[Reading text]:
⟨
Milestone marks difficult times – Home Depot turns 30

Home Depot’s founding is corporate lore – a classic story of turning lemons into lemonade.

Bernie Marcus and Arthur Blank, fired from hardware chain Handy Dan, got their revenge by creating Home Depot, a warehouse hardware concept. The first two stores opened in Atlanta on June 22, 1979. Over the next three decades the company grew into the nation’s second-biggest retailer behind Walmart.

How we got the story
The AJC reviewed past articles and books about Home Depot, and interviewed two former CEOs, the current CEO, former and current executives and retail experts to get their thoughts on the company at 30.

As the chain turns 30 on Monday, Marcus is not bashful about burnishing the legacy.

“When you look at what Arthur and I have accomplished, today over 300,000 people are working at the Home Depot,” he said last week. “We probably lowered costs to homeowners by about 25 to 30 percent. We had more of an impact on the economy than any Congress since.”

But the milestone comes at a humbling time for Home Depot. In recent years the stock price has tumbled and expansion has ground to a halt. Internal reorganizations have forced layoffs, and the company known for its “You can do it. We can help.” ad tagline is scrambling to regain its customer service edge.

None of the founders is still on the board of directors, and in conversations last week they were frank about how the company has evolved with different leadership.

“I would say for a period of about four to five years, we lost our way through the last CEO,” said Marcus. He was referring to the December 2000-January 2007 reign of Bob Nardelli as chief executive. Recruited from General Electric, he was the first CEO brought in from outside.
⟩
[Listing]:
⟨
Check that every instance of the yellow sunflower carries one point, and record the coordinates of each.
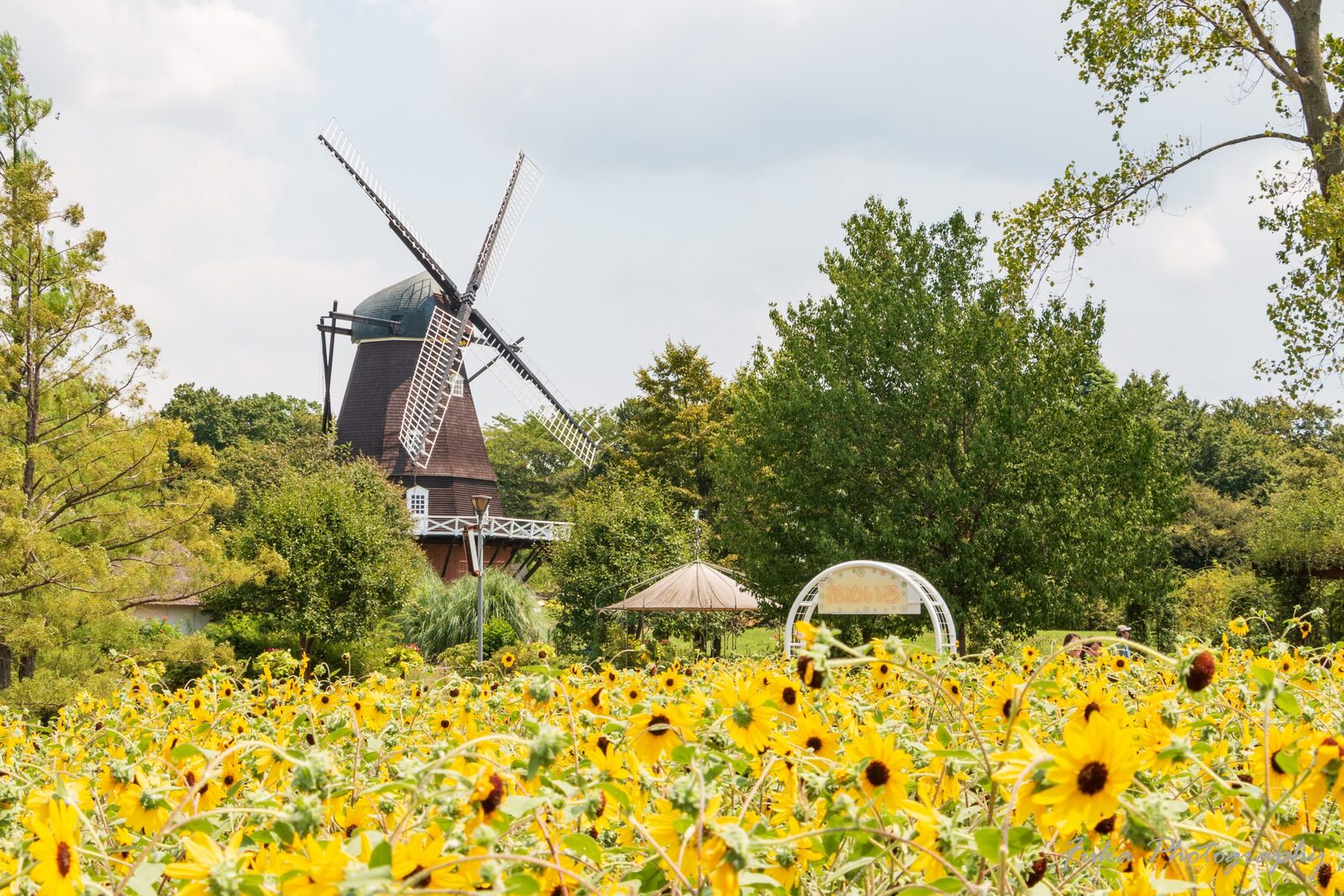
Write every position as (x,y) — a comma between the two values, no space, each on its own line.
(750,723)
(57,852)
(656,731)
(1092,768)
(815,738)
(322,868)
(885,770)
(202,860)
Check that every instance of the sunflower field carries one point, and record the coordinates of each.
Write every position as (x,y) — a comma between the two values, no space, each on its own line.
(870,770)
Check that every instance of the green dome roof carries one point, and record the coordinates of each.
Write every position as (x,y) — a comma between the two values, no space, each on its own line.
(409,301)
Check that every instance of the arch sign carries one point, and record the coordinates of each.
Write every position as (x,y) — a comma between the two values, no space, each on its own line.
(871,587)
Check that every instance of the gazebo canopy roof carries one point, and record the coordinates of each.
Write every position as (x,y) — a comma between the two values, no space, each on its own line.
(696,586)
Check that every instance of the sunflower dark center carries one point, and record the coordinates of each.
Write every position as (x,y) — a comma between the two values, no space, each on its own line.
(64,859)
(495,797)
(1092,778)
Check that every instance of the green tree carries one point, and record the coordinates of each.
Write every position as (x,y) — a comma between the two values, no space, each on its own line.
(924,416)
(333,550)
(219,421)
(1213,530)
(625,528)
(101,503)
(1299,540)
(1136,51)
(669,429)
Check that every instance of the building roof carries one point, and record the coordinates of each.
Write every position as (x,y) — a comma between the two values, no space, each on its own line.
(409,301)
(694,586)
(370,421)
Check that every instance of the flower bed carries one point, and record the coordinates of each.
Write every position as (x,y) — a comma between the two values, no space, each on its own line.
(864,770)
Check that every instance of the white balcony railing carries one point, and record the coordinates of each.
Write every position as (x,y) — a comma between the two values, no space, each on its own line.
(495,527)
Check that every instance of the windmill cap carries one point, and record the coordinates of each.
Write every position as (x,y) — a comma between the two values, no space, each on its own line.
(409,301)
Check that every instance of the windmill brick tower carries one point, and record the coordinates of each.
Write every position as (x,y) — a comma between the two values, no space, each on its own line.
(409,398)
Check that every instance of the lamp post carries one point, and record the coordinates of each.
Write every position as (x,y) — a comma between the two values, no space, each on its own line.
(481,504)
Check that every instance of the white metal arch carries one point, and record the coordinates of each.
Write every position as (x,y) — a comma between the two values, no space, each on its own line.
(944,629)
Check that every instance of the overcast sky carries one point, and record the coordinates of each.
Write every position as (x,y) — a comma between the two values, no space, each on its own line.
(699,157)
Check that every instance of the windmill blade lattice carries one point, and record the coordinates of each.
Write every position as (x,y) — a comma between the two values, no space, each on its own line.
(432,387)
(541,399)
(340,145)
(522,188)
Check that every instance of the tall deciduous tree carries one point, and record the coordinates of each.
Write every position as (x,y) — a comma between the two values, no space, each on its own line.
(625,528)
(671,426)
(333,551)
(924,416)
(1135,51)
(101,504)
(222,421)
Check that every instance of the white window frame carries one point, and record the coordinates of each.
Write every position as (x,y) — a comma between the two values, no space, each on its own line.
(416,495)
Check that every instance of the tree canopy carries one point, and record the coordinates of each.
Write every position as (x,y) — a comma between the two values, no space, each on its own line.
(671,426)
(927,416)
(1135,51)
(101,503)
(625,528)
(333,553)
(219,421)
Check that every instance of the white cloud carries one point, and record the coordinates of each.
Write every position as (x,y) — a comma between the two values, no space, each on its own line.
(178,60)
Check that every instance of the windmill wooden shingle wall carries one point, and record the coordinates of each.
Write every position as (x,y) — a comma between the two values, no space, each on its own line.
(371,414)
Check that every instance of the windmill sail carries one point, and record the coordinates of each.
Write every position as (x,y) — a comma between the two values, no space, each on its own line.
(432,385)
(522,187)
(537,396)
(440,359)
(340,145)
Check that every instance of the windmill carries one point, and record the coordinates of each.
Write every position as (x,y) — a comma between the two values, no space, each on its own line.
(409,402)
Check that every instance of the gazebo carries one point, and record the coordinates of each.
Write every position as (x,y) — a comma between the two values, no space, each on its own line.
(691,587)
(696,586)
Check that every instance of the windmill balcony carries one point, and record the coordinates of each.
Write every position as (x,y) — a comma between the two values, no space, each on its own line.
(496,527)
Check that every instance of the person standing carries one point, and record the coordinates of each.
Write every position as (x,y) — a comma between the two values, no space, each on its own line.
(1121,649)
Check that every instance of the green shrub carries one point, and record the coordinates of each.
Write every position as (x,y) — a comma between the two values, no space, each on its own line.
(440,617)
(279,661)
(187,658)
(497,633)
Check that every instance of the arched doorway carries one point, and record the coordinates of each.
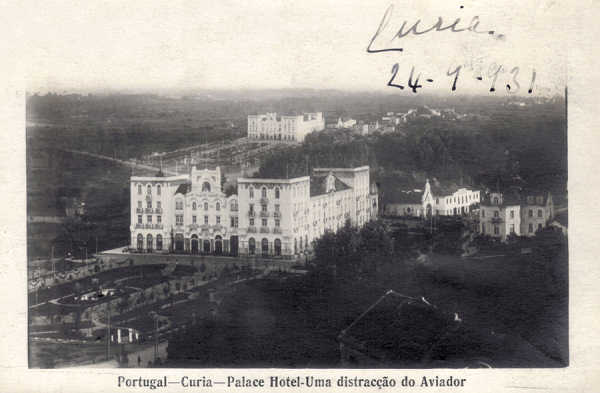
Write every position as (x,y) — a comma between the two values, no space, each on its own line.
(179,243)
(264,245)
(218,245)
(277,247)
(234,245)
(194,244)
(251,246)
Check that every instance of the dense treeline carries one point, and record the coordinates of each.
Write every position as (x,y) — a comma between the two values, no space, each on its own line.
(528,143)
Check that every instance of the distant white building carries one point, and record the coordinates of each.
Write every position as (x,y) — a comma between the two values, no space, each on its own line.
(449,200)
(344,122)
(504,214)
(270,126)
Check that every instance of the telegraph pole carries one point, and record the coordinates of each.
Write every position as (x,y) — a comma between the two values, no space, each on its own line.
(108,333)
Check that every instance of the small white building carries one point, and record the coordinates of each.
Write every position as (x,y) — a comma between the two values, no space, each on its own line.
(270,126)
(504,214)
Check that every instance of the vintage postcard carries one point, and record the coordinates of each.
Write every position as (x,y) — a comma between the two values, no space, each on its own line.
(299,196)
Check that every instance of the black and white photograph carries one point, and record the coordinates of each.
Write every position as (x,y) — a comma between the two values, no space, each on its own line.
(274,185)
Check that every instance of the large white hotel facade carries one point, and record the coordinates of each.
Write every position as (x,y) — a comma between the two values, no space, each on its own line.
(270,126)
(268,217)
⟩
⟨
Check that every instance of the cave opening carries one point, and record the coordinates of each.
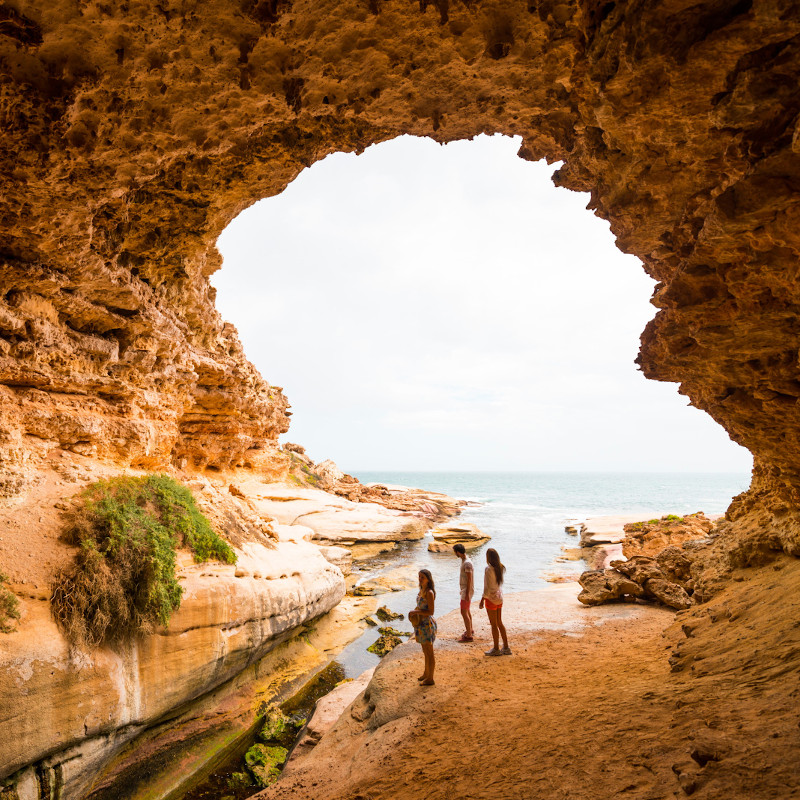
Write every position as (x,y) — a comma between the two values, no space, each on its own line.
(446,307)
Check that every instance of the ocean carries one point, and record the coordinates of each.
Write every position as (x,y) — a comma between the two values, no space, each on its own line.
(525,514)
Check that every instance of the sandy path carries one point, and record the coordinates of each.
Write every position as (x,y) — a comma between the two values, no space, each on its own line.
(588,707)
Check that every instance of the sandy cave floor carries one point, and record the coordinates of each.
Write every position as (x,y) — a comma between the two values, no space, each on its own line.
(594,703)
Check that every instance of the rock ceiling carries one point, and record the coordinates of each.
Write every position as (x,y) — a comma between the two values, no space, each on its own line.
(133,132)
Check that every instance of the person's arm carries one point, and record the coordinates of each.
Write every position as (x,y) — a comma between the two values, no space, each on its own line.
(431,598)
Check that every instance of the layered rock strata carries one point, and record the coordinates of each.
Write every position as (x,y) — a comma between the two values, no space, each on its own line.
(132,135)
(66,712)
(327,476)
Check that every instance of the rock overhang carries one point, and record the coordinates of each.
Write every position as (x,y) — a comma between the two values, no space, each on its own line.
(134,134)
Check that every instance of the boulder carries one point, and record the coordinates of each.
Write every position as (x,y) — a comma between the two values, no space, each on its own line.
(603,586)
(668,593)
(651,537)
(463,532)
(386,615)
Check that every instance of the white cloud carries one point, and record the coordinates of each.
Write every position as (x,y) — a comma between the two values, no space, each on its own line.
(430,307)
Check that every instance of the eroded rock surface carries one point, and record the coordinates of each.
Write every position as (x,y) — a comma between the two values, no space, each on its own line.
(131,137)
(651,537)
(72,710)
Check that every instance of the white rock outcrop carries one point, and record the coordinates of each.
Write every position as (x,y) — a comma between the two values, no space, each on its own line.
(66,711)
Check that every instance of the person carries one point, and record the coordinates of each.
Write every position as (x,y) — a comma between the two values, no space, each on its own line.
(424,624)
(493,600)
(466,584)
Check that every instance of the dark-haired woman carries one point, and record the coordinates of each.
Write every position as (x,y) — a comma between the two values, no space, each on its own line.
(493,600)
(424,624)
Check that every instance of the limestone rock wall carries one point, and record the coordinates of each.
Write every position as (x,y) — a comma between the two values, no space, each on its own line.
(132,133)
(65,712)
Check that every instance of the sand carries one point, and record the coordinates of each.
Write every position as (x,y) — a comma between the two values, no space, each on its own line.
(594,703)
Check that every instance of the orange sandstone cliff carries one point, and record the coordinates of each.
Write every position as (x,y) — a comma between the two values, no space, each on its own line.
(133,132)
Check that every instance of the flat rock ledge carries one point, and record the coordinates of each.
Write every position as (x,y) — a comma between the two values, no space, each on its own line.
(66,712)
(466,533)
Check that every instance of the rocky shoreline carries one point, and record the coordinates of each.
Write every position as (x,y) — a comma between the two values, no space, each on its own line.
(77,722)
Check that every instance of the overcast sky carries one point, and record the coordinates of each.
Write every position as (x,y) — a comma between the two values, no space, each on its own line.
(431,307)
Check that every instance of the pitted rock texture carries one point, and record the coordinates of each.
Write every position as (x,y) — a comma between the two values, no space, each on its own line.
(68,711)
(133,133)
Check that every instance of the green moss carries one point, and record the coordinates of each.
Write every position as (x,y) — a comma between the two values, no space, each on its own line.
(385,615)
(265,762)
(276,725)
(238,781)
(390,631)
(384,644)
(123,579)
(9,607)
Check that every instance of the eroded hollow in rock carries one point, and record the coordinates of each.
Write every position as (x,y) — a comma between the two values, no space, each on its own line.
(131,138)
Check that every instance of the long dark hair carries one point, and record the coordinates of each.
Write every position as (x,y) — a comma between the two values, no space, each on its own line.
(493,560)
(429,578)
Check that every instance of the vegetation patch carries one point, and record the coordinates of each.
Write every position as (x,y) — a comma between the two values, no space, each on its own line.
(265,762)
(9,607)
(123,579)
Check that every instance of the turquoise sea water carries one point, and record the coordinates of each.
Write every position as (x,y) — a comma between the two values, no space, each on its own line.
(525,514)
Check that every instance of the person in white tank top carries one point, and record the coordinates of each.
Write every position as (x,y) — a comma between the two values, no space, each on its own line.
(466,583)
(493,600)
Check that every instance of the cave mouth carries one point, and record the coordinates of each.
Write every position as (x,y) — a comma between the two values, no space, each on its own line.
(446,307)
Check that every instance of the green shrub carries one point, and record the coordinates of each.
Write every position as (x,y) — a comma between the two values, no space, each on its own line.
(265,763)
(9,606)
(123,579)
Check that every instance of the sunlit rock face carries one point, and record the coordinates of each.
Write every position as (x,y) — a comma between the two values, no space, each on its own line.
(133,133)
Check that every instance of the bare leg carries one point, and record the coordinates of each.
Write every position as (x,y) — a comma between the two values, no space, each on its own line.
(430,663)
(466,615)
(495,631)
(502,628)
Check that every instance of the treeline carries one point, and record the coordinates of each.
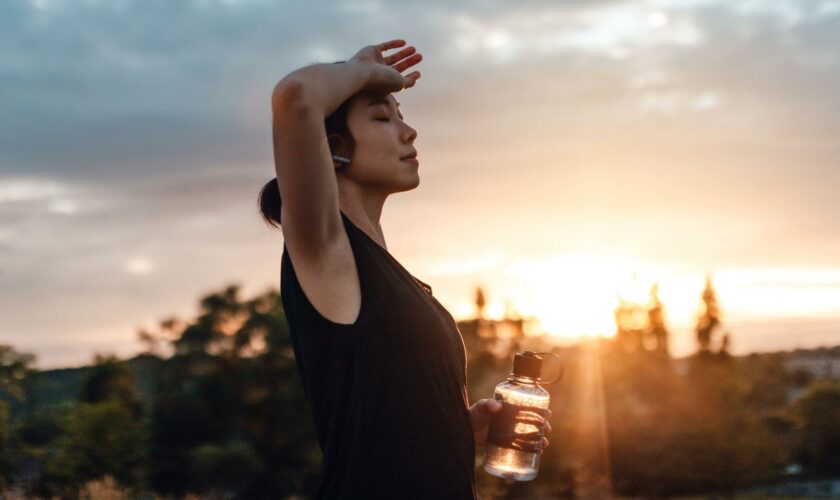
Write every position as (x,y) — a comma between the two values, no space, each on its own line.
⟩
[Requests]:
[1] According to the Home Depot article, when and where did the first two Home Depot stores open?
[2] Pull out every line of the records that contains the word "sunflower". Case counts.

[Results of the tasks]:
[1] They opened in Atlanta on June 22, 1979.

[2]
Check that every instance of the yellow sunflower carries one point, and record the coordinates of each.
Check that every instance of the sunflower field carries one point, and record the coordinates of each.
Check that every instance of the sunflower dark center carries one point, and record the coordinates of each.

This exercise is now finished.